Textauszug:
★ ★ ★ ★ ★
Ge­setz­li­che De­fi­ni­ti­on des Ar­beit­neh­mer­be­griffs

Der neue § 611a BGB: Mehr Klar­heit beim The­ma Schein­selb­stän­dig­keit oder Re­ge­lungsat­trap­pe?: BMAS, Ent­wurf ei­nes Ge­set­zes zur Än­de­rung des Ar­beit­neh­mer­über­las­sungs­ge­set­zes und an­de­rer Ge­set­ze, Stand 17.02.2016
unterschiedliche Arbeitnehmer

29.03.2016. En­de No­vem­ber 2015 be­rich­te­ten wir über ei­nen Re­fe­ren­ten­ent­wurf des Ar­beits­mi­nis­te­ri­ums vom 16.11.2015 zur ei­ner Re­form der Ar­beit­neh­mer­über­las­sung (Ar­beits­recht ak­tu­ell: 5/330 Ge­setz­ent­wurf zur Zeit­ar­beit 2015).

Ein Teil die­ser um­fang­rei­chen Vor­schlä­ge zur Än­de­rung des Ar­beit­neh­mer­über­las­sungs­ge­setz (AÜG) und an­de­rer Ge­set­ze war ein neu­er § 611a Bür­ger­li­ches Ge­setz­buch (BGB), mit dem erst­mals in der Ge­schich­te des deut­schen Ar­beits­rechts der Be­griff des Ar­beit­neh­mers ge­setz­lich de­fi­niert wer­den soll­te. Da­hin­ter steht das Ziel, die miss­bräuch­li­che Um­ge­hung des Ar­beits­rechts durch Schein­selb­stän­dig­keits­kon­struk­tio­nen zu be­kämp­fen.

Nach­dem die­ser Vor­schlag viel­fach kri­ti­siert wor­den war, hat das Ar­beits­mi­nis­te­ri­um nun nach­ge­bes­sert: Bun­des­mi­nis­te­ri­um für Ar­beit und So­zia­les (BMAS), Ent­wurf ei­nes Ge­set­zes zur Än­de­rung des Ar­beit­neh­mer­über­las­sungs­ge­set­zes und an­de­rer Ge­set­ze, Stand 17.02.2016.
★ ★ ★ ★ ★
Angezeigte Daten:
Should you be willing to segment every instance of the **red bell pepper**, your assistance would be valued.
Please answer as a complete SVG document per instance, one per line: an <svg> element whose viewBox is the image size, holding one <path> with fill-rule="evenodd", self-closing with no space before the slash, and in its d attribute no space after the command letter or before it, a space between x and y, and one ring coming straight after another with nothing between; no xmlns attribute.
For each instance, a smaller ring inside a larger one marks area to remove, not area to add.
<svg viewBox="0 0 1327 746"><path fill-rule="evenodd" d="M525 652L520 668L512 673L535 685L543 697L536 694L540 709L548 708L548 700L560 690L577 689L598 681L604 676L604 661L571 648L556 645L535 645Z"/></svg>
★ ★ ★ ★ ★
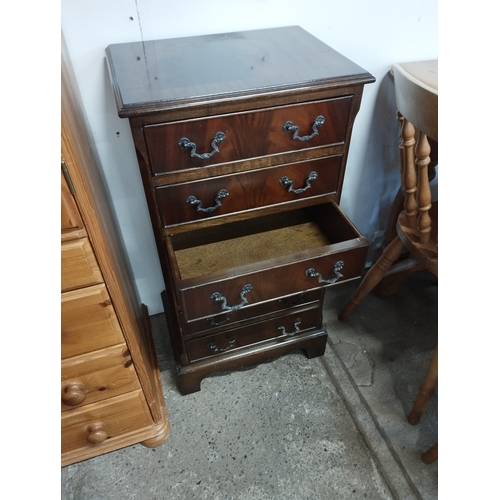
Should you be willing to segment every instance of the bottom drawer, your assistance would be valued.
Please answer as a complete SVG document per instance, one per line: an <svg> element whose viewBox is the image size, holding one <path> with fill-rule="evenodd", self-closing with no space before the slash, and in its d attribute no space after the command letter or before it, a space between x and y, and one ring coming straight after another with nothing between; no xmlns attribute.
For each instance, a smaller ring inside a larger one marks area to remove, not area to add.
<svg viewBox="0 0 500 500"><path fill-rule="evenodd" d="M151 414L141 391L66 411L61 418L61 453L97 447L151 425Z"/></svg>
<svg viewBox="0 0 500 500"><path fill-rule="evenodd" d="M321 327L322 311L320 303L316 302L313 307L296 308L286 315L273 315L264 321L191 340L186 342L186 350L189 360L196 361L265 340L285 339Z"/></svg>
★ ★ ★ ★ ★
Zu erledigen:
1: Von welchem Datum stammt laut dem Textauszug zur Arbeitnehmerdefinition der Referentenentwurf des Arbeitsministeriums?
2: Schreibe den Textauszug zur Arbeitnehmerdefinition von "Ge­setz­li­che De­fi­ni­ti­on des" bis einschließlich "zur Zeit­ar­beit 2015)." neu und setze dabei "verschiedene" an die Stelle von "unterschiedliche".
3: Führe den Textauszug zur gesetzlichen Definition des Arbeitnehmerbegriffs im Anschluss an seinen letzten Satz weiter.
Die Datensätze stammen aus einer anderen Quelle als der Textauszug.

Lösungen:
1: Vom 16.11.2015.

2:
Ge­setz­li­che De­fi­ni­ti­on des Ar­beit­neh­mer­be­griffs

Der neue § 611a BGB: Mehr Klar­heit beim The­ma Schein­selb­stän­dig­keit oder Re­ge­lungsat­trap­pe?: BMAS, Ent­wurf ei­nes Ge­set­zes zur Än­de­rung des Ar­beit­neh­mer­über­las­sungs­ge­set­zes und an­de­rer Ge­set­ze, Stand 17.02.2016
verschiedene Arbeitnehmer

29.03.2016. En­de No­vem­ber 2015 be­rich­te­ten wir über ei­nen Re­fe­ren­ten­ent­wurf des Ar­beits­mi­nis­te­ri­ums vom 16.11.2015 zur ei­ner Re­form der Ar­beit­neh­mer­über­las­sung (Ar­beits­recht ak­tu­ell: 5/330 Ge­setz­ent­wurf zur Zeit­ar­beit 2015).

3:
Ar­beit­neh­mer, Ar­beits­ver­trag und Schein­selbständig­keit

Die Ar­beits­ge­rich­te und die ei­gent­li­chen "Kun­den" des staat­li­chen Ar­beits­rechts, d.h. Ar­beit­neh­mer, Ar­beit­ge­ber, Ge­werk­schaf­ten und Be­triebsräte, sind bis heu­te oh­ne ei­ne ge­setz­li­che De­fi­ni­ti­on des Ar­beit­neh­mer­be­griffs aus­ge­kom­men. Statt­des­sen ver­wen­det man seit je­her ei­ne von den Ge­rich­ten und ju­ris­ti­schen Au­to­ren ent­wi­ckel­te De­fi­ni­ti­on. Sie steht zwar in kei­nem Ge­setz, ist aber un­an­ge­foch­te­ner Be­stand­teil des gel­ten­den Rechts.

Die­se ne­ben dem Ge­setz ("prae­ter le­gem") ent­wi­ckel­te De­fi­ni­ti­on be­sagt: Ein Ar­beit­neh­mer ist ein be­son­de­rer Dienst­ver­trags­neh­mer, nämlich ein Dienst­ver­trags­neh­mer, der vom Auf­trag­ge­ber "so­zi­al abhängig" ist. Dem­ent­spre­chend ist ein Ar­beits­ver­trag ein be­son­de­rer Un­ter­fall ei­nes Dienst­ver­trags, der sich durch die so­zia­le Abhängig­keit des Dienst­ver­pflich­te­ten aus­zeich­net.

Will man her­aus­fin­den, ob je­mand ein Ar­beit­neh­mer und die recht­li­che Grund­la­ge sei­ner Tätig­keit ein Ar­beits­verhält­nis ist, muss man da­her fol­gen­de Check­lis­te durch­prüfen:

Ers­tens: Grund­la­ge der Tätig­keit muss ein pri­vat­recht­li­cher Ver­trag sein. Be­am­te, Sol­da­ten oder Zi­vil­dienst­leis­ten­de ar­bei­ten nicht auf ei­ner sol­chen Grund­la­ge und sind da­her von vorn­her­ein kei­ne Ar­beit­neh­mer. Das gilt auch für Straf­ge­fan­ge­ne.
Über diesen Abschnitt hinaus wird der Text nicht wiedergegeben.